- DOCUMENT SEGMENT -
- - -
# Curvature form

(Redirected from Differential Bianchi identity)

In differential geometry, the curvature form describes the curvature of a connection on a principal bundle. It can be considered as an alternative to or a generalization of the curvature tensor in Riemannian geometry.

## Definition

Let G be a Lie group with Lie algebra ${\displaystyle {\mathfrak {g}}}$, and PB be a principal G-bundle. Let ω be an Ehresmann connection on P (which is a ${\displaystyle {\mathfrak {g}}}$-valued one-form on P).

Then the curvature form is the ${\displaystyle {\mathfrak {g}}}$-valued 2-form on P defined by

${\displaystyle \Omega =d\omega +{1 \over 2}[\omega \wedge \omega ]=D\omega .}$

Here ${\displaystyle d}$ stands for exterior derivative, ${\displaystyle [\cdot \wedge \cdot ]}$ is defined in the article "Lie algebra-valued form" and D denotes the exterior covariant derivative. In other terms,[1]

${\displaystyle \,\Omega (X,Y)=d\omega (X,Y)+{1 \over 2}[\omega (X),\omega (Y)]}$

where X, Y are tangent vectors to P.

There is also another expression for Ω: if X, Y are horizontal vector fields on P, then[2]

${\displaystyle 2\Omega (X,Y)=-\omega ([X,Y])=-[X,Y]+h[X,Y]}$

where hZ means the horizontal component of Z and on the right we identified a vertical vector field and a Lie algebra element generating it (fundamental vector field).

A connection is said to be flat if its curvature vanishes: Ω = 0. Equivalently, a connection is flat if the structure group can be reduced to the same underlying group but with the discrete topology. See also: flat vector bundle.

### Curvature form in a vector bundle

If EB is a vector bundle, then one can also think of ω as a matrix of 1-forms and the above formula becomes the structure equation of Élie Cartan:

${\displaystyle \,\Omega =d\omega +\omega \wedge \omega ,}$

where ${\displaystyle \wedge }$ is the wedge product. More precisely, if ${\displaystyle \omega _{\ j}^{i}}$ and ${\displaystyle \Omega _{\ j}^{i}}$ denote components of ω and Ω correspondingly, (so each ${\displaystyle \omega _{\ j}^{i}}$ is a usual 1-form and each ${\displaystyle \Omega _{\ j}^{i}}$ is a usual 2-form) then

${\displaystyle \Omega _{\ j}^{i}=d\omega _{\ j}^{i}+\sum _{k}\omega _{\ k}^{i}\wedge \omega _{\ j}^{k}.}$

For example, for the tangent bundle of a Riemannian manifold, the structure group is O(n) and Ω is a 2-form with values in the Lie algebra of O(n), i.e. the antisymmetric matrices. In this case the form Ω is an alternative description of the curvature tensor, i.e.
- - -
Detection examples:
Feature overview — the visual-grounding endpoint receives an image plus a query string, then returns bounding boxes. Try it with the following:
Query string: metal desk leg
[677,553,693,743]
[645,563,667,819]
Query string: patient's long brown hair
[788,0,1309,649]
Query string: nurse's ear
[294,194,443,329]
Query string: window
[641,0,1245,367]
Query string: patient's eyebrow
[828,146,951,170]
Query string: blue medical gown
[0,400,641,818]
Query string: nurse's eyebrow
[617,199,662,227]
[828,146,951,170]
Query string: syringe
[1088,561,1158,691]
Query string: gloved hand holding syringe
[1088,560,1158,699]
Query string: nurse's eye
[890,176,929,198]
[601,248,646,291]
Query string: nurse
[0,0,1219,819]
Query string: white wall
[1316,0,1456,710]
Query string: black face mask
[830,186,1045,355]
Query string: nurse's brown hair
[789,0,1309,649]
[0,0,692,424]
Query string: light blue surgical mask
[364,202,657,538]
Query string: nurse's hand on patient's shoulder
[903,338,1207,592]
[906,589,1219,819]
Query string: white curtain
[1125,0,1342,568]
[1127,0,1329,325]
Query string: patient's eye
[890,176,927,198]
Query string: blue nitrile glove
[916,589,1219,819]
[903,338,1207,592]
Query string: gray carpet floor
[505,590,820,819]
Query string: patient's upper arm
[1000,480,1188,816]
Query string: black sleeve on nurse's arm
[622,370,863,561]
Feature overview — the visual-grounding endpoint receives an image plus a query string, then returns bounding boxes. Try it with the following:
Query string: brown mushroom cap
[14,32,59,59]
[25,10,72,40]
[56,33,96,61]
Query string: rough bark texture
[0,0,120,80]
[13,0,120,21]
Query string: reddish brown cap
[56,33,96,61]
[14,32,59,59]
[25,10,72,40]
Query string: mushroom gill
- - -
- THE EXERCISE -
Extend the curvature form passage from the point at which it stops. The rows above are separate material and have no connection to the curvature form passage.

- EXERCISE RESULT -
${\displaystyle \,R(X,Y)=\Omega (X,Y),}$

using the standard notation for the Riemannian curvature tensor.

## Bianchi identities

If ${\displaystyle \theta }$ is the canonical vector-valued 1-form on the frame bundle, that is, the solder form, the torsion ${\displaystyle \Theta }$ of the connection form ${\displaystyle \omega }$ is the vector-valued 2-form defined by the structure equation

${\displaystyle \Theta =d\theta +\omega \wedge \theta =D\theta ,}$

where as above D denotes the exterior covariant derivative.

The first Bianchi identity takes the form

${\displaystyle D\Theta =\Omega \wedge \theta .}$

The second Bianchi identity takes the form

${\displaystyle \,D\Omega =0}$

and is valid more generally for any connection in a principal bundle.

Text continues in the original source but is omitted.